Novo vírus espalha medo em cidade baiana
Por Cláudia Collucci
Dobrado, contorcido de dor. O significado de chikungunya na língua maconde, um dos idiomas oficiais da Tanzânia -onde a “prima da dengue” nasceu- está na boca do povo de Feira de Santana, 108 km de Salvador (BA).
A cidade, de 600 mil habitantes, vive uma epidemia da doença que está se alastrando pelo país e promete ser a nova preocupação do verão.
“Deixa a gente travado, dói todas as juntas do corpo, mãos, braços, pernas. Até pra pegar um copo é difícil”, diz Luiz André Pereira da Silva, 33, morador no bairro George Américo, que concentra quase 40% dos 371 casos confirmados e 1.161 suspeitos.
Na rua onde ele mora, T1, ao menos oito vizinhos tiveram “chiku”, como a doença foi apelidada. Nas ruas próximas, todas com letras em vez de nomes, a cena se repete. A febre chikungunya já visitou o alfabeto inteiro.
O vírus é transmitido pelo mesmo mosquito da dengue (Aedes aegypti). Dor, muita dor nas articulações é a principal queixa dos moradores, embora na fase aguda a doença também provoque febre alta, mal-estar e manchas vermelhas pelo corpo -assim como na “prima” dengue.
Dados da literatura médica mostram que 95% das pessoas infectadas pelo chikungunya terão os sintomas. Na dengue, eles se manifestam só em 40% a 50% dos casos.
“Não mata, mas deixa a gente quebrado. É uma dor que você não aguenta”, relata o pedreiro Joselito Pereira dos Santos, 49, que convive com o sintoma há dois meses.
Nos momentos de maior crise, ele vai até o posto de saúde em busca de injeções de dipirona para aliviar a dor. Na família dele, mulher, filho, nora e cunhadas já tiveram “chiku”. Todos se queixam que a dor, em maior ou menor intensidade, ainda continua mesmo após semanas do diagnóstico.
A letalidade da doença é baixa (1 morte para 1.000 casos). Em até um terço dos casos, as dores articulares continuam por um mês ou mais.
Em 10%, podem durar anos e até resultar em artrite crônica. “São realmente dores muito fortes e inchaço, especialmente nas articulações das mãos, pés, cotovelo e joelho”, explica o infectologista Artur Timerman, do Hospital Edmundo Vasconcelos, em São Paulo.

== LINHAS DE DADOS ==
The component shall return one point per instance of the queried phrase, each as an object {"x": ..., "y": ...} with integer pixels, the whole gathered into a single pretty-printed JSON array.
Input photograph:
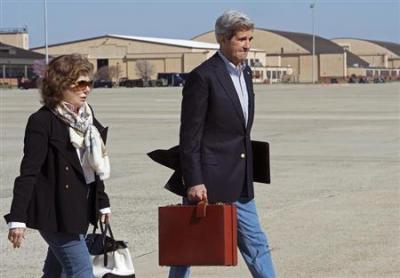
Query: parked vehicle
[
  {"x": 102, "y": 83},
  {"x": 379, "y": 80},
  {"x": 25, "y": 83},
  {"x": 173, "y": 78}
]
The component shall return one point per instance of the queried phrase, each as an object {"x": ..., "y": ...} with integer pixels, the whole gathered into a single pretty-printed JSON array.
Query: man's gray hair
[{"x": 230, "y": 22}]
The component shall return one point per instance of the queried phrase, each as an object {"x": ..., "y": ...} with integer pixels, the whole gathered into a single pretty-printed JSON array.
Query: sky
[{"x": 80, "y": 19}]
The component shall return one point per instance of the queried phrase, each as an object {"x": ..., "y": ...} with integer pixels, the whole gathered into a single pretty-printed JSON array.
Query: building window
[{"x": 102, "y": 63}]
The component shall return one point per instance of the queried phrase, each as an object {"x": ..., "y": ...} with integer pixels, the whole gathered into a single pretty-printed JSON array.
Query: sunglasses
[{"x": 83, "y": 84}]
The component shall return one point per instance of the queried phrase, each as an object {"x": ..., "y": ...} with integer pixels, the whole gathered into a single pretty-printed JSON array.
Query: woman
[{"x": 60, "y": 189}]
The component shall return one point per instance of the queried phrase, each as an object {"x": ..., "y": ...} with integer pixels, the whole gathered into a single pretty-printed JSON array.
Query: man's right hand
[
  {"x": 197, "y": 193},
  {"x": 15, "y": 236}
]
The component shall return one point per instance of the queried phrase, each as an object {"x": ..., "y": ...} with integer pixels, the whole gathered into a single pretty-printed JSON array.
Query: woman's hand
[
  {"x": 197, "y": 193},
  {"x": 105, "y": 218},
  {"x": 15, "y": 236}
]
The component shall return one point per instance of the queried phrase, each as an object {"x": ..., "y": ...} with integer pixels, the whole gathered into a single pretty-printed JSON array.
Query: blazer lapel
[
  {"x": 226, "y": 82},
  {"x": 250, "y": 92},
  {"x": 60, "y": 140}
]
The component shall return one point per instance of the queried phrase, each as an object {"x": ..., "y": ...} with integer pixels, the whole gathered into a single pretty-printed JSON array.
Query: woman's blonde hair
[{"x": 60, "y": 74}]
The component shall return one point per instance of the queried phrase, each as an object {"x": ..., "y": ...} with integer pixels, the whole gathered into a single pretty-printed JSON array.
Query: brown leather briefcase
[{"x": 197, "y": 234}]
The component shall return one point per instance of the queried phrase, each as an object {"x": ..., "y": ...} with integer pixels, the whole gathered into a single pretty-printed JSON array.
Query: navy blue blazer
[
  {"x": 215, "y": 146},
  {"x": 51, "y": 193}
]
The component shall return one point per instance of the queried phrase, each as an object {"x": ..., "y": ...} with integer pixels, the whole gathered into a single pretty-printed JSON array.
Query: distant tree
[
  {"x": 38, "y": 67},
  {"x": 144, "y": 69}
]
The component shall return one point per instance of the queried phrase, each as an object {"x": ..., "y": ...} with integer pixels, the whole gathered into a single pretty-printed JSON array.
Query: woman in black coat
[{"x": 60, "y": 188}]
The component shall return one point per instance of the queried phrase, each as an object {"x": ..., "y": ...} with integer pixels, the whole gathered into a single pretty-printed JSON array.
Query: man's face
[{"x": 237, "y": 48}]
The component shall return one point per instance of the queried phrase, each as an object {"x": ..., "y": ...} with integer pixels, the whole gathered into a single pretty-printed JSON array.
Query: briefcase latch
[{"x": 201, "y": 208}]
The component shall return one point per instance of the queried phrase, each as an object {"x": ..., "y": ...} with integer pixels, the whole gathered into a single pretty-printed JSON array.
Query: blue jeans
[
  {"x": 252, "y": 243},
  {"x": 67, "y": 256}
]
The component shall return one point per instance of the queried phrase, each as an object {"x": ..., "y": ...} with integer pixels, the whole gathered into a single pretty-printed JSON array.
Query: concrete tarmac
[{"x": 332, "y": 209}]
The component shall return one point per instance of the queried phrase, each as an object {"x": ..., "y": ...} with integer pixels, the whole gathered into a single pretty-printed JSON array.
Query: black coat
[
  {"x": 51, "y": 193},
  {"x": 215, "y": 147}
]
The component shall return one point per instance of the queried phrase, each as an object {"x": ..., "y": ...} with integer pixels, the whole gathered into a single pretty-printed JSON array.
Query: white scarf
[{"x": 86, "y": 139}]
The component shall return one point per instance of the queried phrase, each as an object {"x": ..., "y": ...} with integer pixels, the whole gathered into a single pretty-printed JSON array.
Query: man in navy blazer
[{"x": 215, "y": 147}]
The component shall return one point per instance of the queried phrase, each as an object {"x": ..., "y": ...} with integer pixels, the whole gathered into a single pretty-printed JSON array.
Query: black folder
[{"x": 170, "y": 159}]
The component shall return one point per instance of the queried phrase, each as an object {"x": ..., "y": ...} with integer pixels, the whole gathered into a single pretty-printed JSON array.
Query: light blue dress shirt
[{"x": 237, "y": 75}]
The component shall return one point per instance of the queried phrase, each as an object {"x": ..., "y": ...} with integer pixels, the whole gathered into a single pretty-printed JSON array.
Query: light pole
[
  {"x": 45, "y": 32},
  {"x": 312, "y": 5}
]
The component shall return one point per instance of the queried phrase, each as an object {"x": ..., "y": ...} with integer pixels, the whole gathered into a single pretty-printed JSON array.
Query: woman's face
[{"x": 78, "y": 92}]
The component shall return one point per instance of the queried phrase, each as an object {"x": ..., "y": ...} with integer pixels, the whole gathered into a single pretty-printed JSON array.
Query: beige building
[
  {"x": 17, "y": 37},
  {"x": 377, "y": 53},
  {"x": 293, "y": 51},
  {"x": 165, "y": 55}
]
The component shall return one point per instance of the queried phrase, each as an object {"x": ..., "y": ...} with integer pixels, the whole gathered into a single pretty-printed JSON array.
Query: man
[{"x": 215, "y": 148}]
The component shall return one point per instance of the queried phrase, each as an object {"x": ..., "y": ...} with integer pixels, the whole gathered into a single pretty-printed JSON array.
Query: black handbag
[{"x": 110, "y": 257}]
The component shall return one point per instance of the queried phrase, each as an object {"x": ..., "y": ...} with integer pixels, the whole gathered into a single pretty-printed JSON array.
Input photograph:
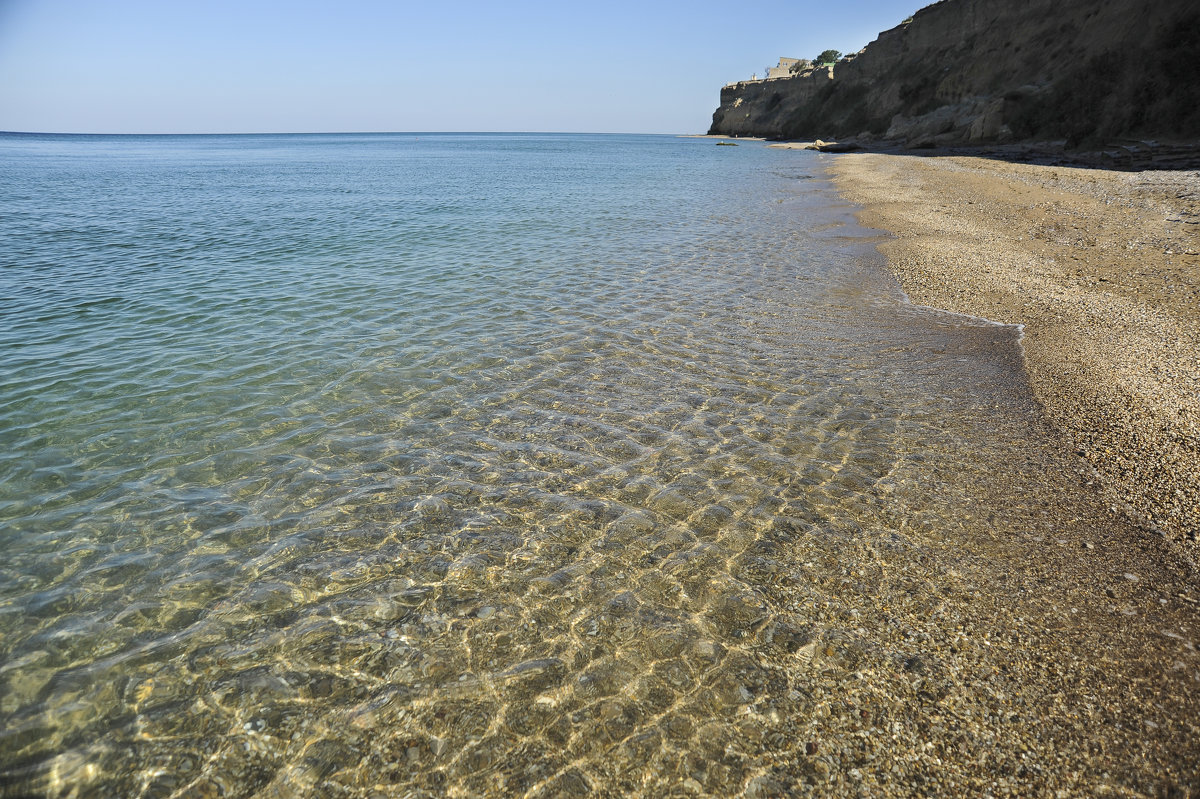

== TAREFA A REALIZAR ==
Diga se cada afirmação concorda com o texto sobre a chikungunya em Feira de Santana, respondendo sim ou não e citando literalmente as palavras do texto que decidem: (a) o bairro George Américo reúne quase 40% dos casos da cidade; (b) na dengue, os sintomas aparecem em 95% dos infectados; (c) a chikungunya causa 1 morte a cada 100 casos. As linhas foram tiradas de outra fonte.

== SOLUÇÃO DO EXERCÍCIO ==
(a) Sim: “que concentra quase 40% dos 371 casos confirmados e 1.161 suspeitos”.
(b) Não: “Na dengue, eles se manifestam só em 40% a 50% dos casos”.
(c) Não: “A letalidade da doença é baixa (1 morte para 1.000 casos)”.